— About this task —
In the workplace advice article below, which test is suggested for deciding whether to act on bullying or other bad behavior?

Sometimes things happen at work that seem just plain wrong. Most of us stand by, hoping conditions will get better. But all too often, they don’t, and we continue waiting, meanwhile becoming more and more worried or disengaged. When we see something going wrong or not working well, it can be hard to know what to do. Is it appropriate to say something? And if so, who should we tell?
You don’t need to suffer in silence. If your boss isn’t stepping in, there are things you can do to lead yourself and others — without going all the way to a job action. So if you sense that something’s wrong, don’t brush it away as “just an uncomfortable feeling.” Here’s how you can flip the scenario from waiting and hoping to strategizing and moving forward.
Don’t Back Away. Step Forward!
When you see something that doesn’t make sense or is going undone, look for a way to fill the gap and take care of it. Consider calling others together, offering alternative scenarios, or piloting a new process. That way, you can build a reputation as a committed member of the workplace community — and perhaps eventually earn a promotion.
If your boss isn’t taking action, don’t assume that they don’t know what to do — or that they don’t want to do anything about the problem. Start from the premise that they’re waiting to see how you’re going to step up, so they can empower you to take action. Why not make a proposal for how you could do something — either together with your boss or by yourself?
Just make sure it’s a robust proposal with a real plan of action, so your boss has something concrete to respond to, rather than a general idea that might sound either too risky or not inspiring enough. Include the plan’s pros and cons, costs and benefits, timing, and a clear statement of why you feel the recommended action is important for the business, team, and/or customers.
Don’t Topple Structures, Build Bridges
On the other hand, if you’re dealing with siloed departments and results are suffering due to barriers and obstacles between and within these cross-functional groups, look for opportunities to build bridges and share information. Make sure that all those involved get to know each other better on a human level. You can do this on an individual-to-individual basis or by finding opportunities to bring groups together for intentional collaboration.
Try not to think in terms of exploding the silos or knocking them over; instead, start with the orderly transfer of data, encouraging creativity, and shining a light on the possibility of joint purpose and shared results.
Keep Confrontations Calm and Creative
If you’re encountering or observing bullying or other bad behavior of any sort, use the New York Times test to determine whether you need to act: How would it look if that comment or action were to be reported on the front page of the New York Times — or if it went viral on social media? If you don’t like the answer to this question, consider initiating a calm and straightforward intervention with the party who’s the source of the problem.
You don’t have to accuse anyone of outrageous behavior or stir up drama. Try a simple statement of the situation: “When you do/say things like X, the negative impact on the business/team/customers/me is Y.” Or you can challenge an incipient troublemaker more directly: “When you leave me out of the discussion about reorganization, it affects my team. It looks like a lack of respect at best, and as if you don’t care if we have any say or not. Is that your intention? If not, it would be much more effective if you did A, B, or C instead.”
So whenever you see something that you disapprove of, or something which could have a damaging outcome that no one else seems to anticipate, don’t just wait for someone else to see what you see — or to blow the whistle. Being an activist doesn’t necessarily mean storming the barricades. You can make a deliberate decision to put an issue on the table in a professional way.

— Records shown —
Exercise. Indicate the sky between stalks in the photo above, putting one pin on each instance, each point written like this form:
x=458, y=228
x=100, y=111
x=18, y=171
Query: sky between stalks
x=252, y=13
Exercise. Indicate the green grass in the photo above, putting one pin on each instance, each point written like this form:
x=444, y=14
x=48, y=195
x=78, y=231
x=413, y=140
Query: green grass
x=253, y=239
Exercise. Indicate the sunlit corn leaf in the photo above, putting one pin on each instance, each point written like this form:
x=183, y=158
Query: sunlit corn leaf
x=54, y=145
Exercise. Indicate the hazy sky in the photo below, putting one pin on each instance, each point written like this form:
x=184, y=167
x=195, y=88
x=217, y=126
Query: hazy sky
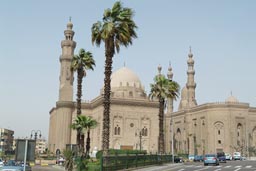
x=222, y=35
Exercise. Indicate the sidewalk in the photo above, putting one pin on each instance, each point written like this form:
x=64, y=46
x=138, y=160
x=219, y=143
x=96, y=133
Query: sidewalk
x=58, y=167
x=148, y=168
x=157, y=168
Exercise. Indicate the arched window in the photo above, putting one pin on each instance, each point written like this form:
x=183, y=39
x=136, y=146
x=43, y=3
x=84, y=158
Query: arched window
x=239, y=133
x=219, y=134
x=144, y=132
x=117, y=130
x=178, y=140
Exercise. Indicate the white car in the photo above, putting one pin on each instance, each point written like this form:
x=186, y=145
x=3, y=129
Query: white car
x=237, y=156
x=1, y=163
x=228, y=156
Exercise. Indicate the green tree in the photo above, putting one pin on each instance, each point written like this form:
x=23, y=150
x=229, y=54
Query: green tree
x=116, y=29
x=163, y=88
x=69, y=162
x=84, y=123
x=80, y=63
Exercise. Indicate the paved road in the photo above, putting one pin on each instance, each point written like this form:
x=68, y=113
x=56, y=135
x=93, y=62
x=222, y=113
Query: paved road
x=46, y=168
x=229, y=166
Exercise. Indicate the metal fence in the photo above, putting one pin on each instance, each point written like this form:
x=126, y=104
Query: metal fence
x=119, y=162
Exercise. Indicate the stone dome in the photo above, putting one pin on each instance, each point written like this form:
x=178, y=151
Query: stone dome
x=184, y=93
x=125, y=77
x=126, y=84
x=232, y=99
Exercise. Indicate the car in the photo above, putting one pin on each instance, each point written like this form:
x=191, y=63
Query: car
x=178, y=159
x=198, y=158
x=211, y=159
x=12, y=165
x=221, y=156
x=191, y=157
x=237, y=156
x=228, y=156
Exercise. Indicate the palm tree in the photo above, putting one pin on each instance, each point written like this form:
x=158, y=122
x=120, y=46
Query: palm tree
x=117, y=29
x=162, y=89
x=84, y=123
x=89, y=124
x=80, y=63
x=69, y=162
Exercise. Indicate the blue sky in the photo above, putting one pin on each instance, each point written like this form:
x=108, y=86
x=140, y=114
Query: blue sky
x=222, y=35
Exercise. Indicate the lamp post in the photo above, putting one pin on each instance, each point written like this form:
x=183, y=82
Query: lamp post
x=35, y=133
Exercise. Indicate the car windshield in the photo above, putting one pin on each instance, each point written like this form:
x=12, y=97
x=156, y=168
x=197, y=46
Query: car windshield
x=220, y=154
x=11, y=163
x=210, y=155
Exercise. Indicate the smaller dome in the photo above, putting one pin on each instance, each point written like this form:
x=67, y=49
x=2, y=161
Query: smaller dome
x=69, y=25
x=184, y=93
x=191, y=61
x=232, y=99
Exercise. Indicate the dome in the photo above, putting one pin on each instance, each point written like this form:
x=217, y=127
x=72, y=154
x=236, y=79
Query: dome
x=126, y=84
x=125, y=77
x=184, y=93
x=232, y=99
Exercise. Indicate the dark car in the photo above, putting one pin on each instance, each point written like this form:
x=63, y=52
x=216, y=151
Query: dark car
x=211, y=159
x=178, y=159
x=198, y=158
x=12, y=165
x=222, y=157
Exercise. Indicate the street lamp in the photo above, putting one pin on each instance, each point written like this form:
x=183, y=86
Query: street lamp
x=35, y=133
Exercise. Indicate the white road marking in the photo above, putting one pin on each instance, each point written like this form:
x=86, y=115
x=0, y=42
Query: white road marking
x=217, y=169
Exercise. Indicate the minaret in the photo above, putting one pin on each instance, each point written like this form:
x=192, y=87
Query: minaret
x=170, y=101
x=191, y=85
x=61, y=117
x=66, y=76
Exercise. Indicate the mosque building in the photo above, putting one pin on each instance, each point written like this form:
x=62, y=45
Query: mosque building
x=134, y=124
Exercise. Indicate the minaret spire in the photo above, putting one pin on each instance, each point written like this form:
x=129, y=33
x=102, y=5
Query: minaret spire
x=170, y=77
x=191, y=85
x=159, y=68
x=66, y=76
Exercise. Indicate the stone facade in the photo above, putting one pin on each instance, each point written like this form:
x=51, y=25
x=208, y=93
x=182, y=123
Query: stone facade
x=134, y=124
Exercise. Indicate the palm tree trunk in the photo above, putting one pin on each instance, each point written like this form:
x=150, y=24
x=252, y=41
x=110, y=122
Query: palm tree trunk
x=88, y=141
x=82, y=144
x=78, y=103
x=109, y=52
x=161, y=126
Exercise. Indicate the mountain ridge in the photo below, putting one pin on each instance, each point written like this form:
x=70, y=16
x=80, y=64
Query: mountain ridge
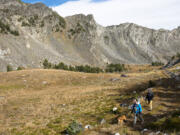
x=77, y=39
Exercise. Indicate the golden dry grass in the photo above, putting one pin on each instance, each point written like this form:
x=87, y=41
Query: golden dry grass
x=41, y=101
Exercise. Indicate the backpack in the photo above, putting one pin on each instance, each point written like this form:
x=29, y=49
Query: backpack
x=137, y=108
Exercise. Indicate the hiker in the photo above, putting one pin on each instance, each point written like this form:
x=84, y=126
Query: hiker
x=149, y=98
x=137, y=110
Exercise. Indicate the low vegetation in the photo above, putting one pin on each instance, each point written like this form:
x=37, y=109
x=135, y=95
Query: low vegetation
x=157, y=63
x=115, y=68
x=87, y=69
x=9, y=68
x=20, y=68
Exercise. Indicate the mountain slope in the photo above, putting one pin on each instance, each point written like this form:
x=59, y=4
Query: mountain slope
x=29, y=33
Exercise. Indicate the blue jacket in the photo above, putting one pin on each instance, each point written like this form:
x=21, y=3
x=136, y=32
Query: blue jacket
x=136, y=108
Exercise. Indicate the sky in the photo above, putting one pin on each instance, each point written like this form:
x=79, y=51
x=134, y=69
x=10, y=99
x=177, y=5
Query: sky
x=149, y=13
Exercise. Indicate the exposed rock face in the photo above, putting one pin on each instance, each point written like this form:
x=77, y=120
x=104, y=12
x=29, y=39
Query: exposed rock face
x=76, y=39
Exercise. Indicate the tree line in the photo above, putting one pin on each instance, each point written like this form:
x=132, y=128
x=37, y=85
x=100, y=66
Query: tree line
x=110, y=68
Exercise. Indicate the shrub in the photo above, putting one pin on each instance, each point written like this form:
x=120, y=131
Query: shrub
x=157, y=63
x=74, y=128
x=42, y=24
x=5, y=28
x=46, y=64
x=9, y=68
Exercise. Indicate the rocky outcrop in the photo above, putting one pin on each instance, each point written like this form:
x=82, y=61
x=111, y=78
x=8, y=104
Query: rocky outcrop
x=76, y=39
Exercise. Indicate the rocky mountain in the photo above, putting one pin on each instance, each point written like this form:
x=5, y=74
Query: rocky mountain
x=29, y=33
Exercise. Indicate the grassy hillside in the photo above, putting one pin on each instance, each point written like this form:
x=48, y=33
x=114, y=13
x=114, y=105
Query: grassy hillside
x=44, y=102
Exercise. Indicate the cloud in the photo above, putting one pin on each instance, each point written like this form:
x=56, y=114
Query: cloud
x=150, y=13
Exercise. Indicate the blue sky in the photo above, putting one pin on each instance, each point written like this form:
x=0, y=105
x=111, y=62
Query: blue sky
x=55, y=2
x=154, y=14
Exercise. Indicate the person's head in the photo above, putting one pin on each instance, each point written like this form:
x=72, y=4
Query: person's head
x=135, y=101
x=150, y=90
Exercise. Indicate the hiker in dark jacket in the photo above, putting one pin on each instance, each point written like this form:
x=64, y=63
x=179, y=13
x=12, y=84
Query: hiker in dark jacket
x=149, y=97
x=137, y=110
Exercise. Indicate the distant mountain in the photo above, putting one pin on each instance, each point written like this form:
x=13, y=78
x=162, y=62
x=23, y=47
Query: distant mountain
x=29, y=33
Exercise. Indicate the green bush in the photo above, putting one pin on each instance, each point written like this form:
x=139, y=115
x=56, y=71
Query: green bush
x=178, y=55
x=157, y=63
x=74, y=128
x=20, y=68
x=171, y=123
x=24, y=24
x=42, y=24
x=9, y=68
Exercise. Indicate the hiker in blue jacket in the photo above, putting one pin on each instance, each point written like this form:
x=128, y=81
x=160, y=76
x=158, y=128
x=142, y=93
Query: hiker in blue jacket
x=137, y=110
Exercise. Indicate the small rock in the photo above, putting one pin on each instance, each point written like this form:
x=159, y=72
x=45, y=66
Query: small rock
x=151, y=133
x=123, y=75
x=103, y=121
x=144, y=130
x=2, y=97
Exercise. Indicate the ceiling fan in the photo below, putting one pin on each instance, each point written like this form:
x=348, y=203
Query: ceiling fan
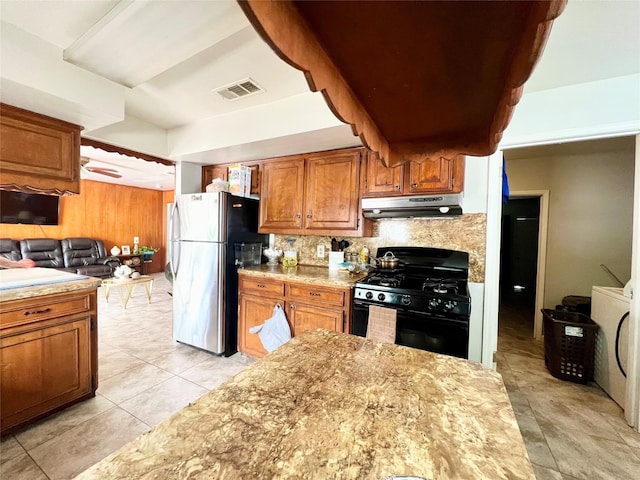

— Reply to the task —
The New York Times test: how the comment or action would look if reported on the front page of the New York Times or if it went viral on social media.